● Exercise aim
Identify every line in the rows below that contains the word "palm", and copy each such line.

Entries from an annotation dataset
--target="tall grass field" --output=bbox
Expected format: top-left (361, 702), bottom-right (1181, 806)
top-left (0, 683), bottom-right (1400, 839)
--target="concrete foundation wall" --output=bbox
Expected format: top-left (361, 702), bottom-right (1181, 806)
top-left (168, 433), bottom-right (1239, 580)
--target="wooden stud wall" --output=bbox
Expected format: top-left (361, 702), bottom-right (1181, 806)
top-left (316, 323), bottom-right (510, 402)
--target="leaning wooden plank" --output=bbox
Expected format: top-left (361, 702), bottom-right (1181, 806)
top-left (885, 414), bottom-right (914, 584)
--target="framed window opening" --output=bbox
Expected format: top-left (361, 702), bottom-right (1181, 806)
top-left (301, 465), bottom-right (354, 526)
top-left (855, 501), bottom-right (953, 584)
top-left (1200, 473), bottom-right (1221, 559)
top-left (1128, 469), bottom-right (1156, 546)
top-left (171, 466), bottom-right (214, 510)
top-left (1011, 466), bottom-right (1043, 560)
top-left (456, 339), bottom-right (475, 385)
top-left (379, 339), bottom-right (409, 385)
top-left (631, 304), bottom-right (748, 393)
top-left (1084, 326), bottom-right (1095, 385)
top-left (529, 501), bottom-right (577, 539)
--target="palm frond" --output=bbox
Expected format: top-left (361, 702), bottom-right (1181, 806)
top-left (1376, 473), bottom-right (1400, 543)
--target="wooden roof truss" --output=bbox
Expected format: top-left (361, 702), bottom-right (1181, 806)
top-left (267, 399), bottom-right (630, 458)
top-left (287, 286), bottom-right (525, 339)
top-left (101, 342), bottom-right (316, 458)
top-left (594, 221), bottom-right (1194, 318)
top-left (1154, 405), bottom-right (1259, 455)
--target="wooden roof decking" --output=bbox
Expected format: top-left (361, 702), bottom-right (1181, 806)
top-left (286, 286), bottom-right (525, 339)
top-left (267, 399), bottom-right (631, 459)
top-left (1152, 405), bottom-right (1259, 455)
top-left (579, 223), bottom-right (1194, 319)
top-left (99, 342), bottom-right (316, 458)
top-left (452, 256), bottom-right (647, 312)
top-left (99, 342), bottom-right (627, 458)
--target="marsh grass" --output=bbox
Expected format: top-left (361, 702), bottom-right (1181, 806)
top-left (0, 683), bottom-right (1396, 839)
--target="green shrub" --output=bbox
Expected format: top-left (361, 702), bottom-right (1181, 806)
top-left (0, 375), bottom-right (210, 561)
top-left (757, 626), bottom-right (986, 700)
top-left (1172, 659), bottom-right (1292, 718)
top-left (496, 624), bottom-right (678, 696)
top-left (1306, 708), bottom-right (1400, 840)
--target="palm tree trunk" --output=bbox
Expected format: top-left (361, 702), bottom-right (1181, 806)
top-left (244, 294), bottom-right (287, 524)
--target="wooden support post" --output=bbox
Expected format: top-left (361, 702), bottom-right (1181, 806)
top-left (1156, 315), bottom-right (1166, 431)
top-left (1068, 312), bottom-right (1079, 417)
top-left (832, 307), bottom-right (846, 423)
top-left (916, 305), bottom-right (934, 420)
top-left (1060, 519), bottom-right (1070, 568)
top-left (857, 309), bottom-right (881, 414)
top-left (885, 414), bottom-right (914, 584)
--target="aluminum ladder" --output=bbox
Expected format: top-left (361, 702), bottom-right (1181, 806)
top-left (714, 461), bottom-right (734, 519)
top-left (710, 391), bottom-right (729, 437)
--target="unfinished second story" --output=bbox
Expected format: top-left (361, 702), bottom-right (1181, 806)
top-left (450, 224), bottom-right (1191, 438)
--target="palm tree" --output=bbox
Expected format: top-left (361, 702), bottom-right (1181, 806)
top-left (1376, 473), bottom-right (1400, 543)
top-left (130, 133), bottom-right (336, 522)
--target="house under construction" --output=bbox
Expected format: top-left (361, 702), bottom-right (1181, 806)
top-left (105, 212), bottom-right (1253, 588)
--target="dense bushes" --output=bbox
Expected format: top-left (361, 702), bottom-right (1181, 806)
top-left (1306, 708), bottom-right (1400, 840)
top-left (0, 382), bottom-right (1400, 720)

● Written solution
--target="palm frond" --output=bbox
--target="palm tree trunk" --output=bbox
--target="palm tree" --output=bbox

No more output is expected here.